本文 =
大学事典 「農学部」の解説
農学部
のうがくぶ
[農学部の誕生と拡大]
日本における最初の大学農学部は,1890年(明治23)設置の帝国大学農科大学(日本)(東京大学農学部の前身)である。農科大学(日本)は農商務省所管の東京農林学校(日本)を前身としており,農学科,林学科,獣医学科が設置された。東京農林学校は駒場農学校,東京山林学校が合併した学校で,両校はドイツ人教師およびドイツ留学帰国者が教師陣の中心を占め,官房学的傾向が強く国家経済に資する教育・研究,高級技術官僚の養成が志向された。一方,独自の出自を持ち発展したのが,1903年設置の東北帝国大学農科大学(北海道大学農学部の前身)である。前身の札幌農学校は米国人教師の強い影響を受けながら,北海道開拓に資する人材養成機関として幅広い教育を実施した。その後,戦前期には京都帝国大学,九州帝国大学および台北帝国大学,東京農業大学に農学部が設置された。
第2次世界大戦後,新制国立大学を中心に農学部は大幅に増加した。1947年(昭和22)に発足した新制東京大学農学部は農学科,農芸化学科,林学科,獣医学科,水産学科,農業経済学科,農業土木科の7学科で構成されていた。戦後の大学農学部は,多少の名称・学科数の相違はあっても(獣医学科は畜産学科の場合もある),上記7分野の範囲で農林水産業に関わる教育・研究を担ってきた。この学科構成は長く固定されていたが,例外として地方国立大学を中心に設置された総合農学科(日本)がある。縦割り化された学科を越えて,分野横断的に農業技術の普及や実務人材の育成を目標にしていた。戦後の農村生活改善運動(日本)にも対応したものであるが,アメリカ合衆国のモリル法(アメリカ)により設立された土地付与大学農学部(アメリカ)からの影響が読み取れるだろう。ただし,この理想が日本の大学に根づくことはなく,総合農学科の多くは昭和30年代までに旧来の7分野に対応した学科増設の土台となり姿を消した。
農学は農林水産業に関わる生産手法,加工・流通に関わる諸課題を教育・研究する応用科学として出発したが,今日では生命科学の進歩,地球規模での環境問題・気候変動,土地開発と貿易に関わる摩擦の拡大等により,産業振興だけではなく人類の生存環境全体を取り扱う学問として広領域化している。長く学科構成の中心となってきた農学7分野は,前述の変化の影響を受けて,1980年代後半に大きな変革期を迎える。多くの大学で農学部が改組されて,旧学科が生物生産学科,生物環境学科等,生物や環境を冠する学科名に変更・統合された。ただし,その場合もコース,専攻等として実質的に旧学科組織が維持された例が多かった。1990年代以降,多くの大学農学部は2度目の改組を実施し,農学部という名称も生物資源学部,農学生命科学部等に変更する事例もあり,旧来の学科組織の統廃合も進行している。大学によっては学問分野を限定して教育・研究資源を集中させる動きも起きている。ただし,東京農業大学は1998年(平成10)に農学部を4学部に改組・拡充するという改革を実施しており,それ以降も複数の大学に農学系学部が新設されている。農学部自体の存在が否定されているわけではないが,対象領域が広域化する中で自らの学問体系を再評価している過程にあると言えよう。

課題のねらい = 本文の「第2次世界大戦後,新制国立大学を中心に」で始まる段落を、主な事実を残したまま短い箇条書きにまとめてください。 データは本文とは別の資料です。

データ一覧 =
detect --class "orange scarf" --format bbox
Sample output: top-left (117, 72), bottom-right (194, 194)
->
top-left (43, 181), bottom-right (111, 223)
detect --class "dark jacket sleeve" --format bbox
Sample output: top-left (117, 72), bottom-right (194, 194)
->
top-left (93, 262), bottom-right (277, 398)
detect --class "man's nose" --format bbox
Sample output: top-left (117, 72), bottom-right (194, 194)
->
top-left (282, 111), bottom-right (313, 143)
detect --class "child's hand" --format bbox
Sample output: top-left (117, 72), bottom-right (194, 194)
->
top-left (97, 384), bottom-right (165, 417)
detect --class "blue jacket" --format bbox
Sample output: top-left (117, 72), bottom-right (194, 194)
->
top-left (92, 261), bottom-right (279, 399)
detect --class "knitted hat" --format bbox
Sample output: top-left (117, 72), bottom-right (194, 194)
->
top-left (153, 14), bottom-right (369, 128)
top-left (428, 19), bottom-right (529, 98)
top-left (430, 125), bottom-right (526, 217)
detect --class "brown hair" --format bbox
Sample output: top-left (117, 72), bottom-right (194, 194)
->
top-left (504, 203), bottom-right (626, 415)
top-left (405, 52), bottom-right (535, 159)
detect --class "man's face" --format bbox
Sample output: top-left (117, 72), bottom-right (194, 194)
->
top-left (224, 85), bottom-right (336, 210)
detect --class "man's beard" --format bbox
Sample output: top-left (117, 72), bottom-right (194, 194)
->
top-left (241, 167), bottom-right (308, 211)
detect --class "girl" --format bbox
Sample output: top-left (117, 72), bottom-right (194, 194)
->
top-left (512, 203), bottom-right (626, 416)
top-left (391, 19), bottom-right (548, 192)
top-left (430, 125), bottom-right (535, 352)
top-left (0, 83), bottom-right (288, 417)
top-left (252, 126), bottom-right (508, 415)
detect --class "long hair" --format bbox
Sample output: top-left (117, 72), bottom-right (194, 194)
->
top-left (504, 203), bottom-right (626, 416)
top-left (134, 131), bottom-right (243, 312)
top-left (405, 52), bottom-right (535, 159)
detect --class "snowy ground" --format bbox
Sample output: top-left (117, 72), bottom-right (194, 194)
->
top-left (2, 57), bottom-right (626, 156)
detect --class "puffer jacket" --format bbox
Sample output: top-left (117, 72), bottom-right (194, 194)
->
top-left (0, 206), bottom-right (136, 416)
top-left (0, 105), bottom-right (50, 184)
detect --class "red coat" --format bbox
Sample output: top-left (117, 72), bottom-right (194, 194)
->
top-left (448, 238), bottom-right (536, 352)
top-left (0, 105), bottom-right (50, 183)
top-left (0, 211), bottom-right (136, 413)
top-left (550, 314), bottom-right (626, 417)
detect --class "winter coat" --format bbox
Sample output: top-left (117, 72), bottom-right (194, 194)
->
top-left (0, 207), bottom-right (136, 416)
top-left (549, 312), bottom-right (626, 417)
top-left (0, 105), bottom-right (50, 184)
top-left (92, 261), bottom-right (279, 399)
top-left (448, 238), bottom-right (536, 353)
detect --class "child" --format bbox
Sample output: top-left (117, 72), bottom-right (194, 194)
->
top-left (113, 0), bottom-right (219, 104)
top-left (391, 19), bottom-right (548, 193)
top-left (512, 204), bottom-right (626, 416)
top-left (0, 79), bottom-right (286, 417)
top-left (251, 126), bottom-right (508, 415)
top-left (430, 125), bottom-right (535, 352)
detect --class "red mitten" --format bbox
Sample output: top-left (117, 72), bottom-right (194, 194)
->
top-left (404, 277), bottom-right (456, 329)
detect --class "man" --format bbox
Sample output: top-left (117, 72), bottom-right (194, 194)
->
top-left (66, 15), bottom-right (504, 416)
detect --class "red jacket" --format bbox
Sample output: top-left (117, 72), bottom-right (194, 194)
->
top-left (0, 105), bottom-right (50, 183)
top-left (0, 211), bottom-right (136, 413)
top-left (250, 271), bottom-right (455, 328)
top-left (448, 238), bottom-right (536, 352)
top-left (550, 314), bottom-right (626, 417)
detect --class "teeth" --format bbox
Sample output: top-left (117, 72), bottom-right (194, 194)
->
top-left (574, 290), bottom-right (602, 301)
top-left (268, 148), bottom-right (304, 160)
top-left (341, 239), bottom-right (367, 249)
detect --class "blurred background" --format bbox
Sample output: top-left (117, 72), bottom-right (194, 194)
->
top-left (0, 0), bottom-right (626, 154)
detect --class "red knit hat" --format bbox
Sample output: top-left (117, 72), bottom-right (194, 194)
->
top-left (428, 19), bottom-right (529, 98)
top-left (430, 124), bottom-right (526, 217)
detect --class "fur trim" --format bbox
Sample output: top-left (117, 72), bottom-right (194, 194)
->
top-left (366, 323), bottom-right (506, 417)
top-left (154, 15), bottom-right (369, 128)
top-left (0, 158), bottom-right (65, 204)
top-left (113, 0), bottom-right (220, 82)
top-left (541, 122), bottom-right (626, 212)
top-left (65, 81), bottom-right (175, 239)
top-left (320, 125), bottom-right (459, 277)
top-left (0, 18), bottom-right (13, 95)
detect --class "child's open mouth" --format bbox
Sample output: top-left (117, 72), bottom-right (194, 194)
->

この課題の結果 =
- 戦後、新制国立大学を中心に農学部が大きく増えた。
- 1947年に発足した新制東京大学農学部は、農学科、農芸化学科、林学科、獣医学科、水産学科、農業経済学科、農業土木科の7学科だった。
- 戦後の農学部は、名称や学科数に多少の違いはあっても、この7分野の範囲で農林水産業の教育・研究を担った。
- 例外は、地方国立大学を中心に置かれた総合農学科で、学科の枠を越えて農業技術の普及や実務人材の育成を目指した。
- 総合農学科は戦後の農村生活改善運動にも対応したもので、アメリカのモリル法で設立された土地付与大学農学部の影響が読み取れる。
- この理想は日本の大学に根づかず、総合農学科の多くは昭和30年代までに7分野の学科増設の土台となって姿を消した。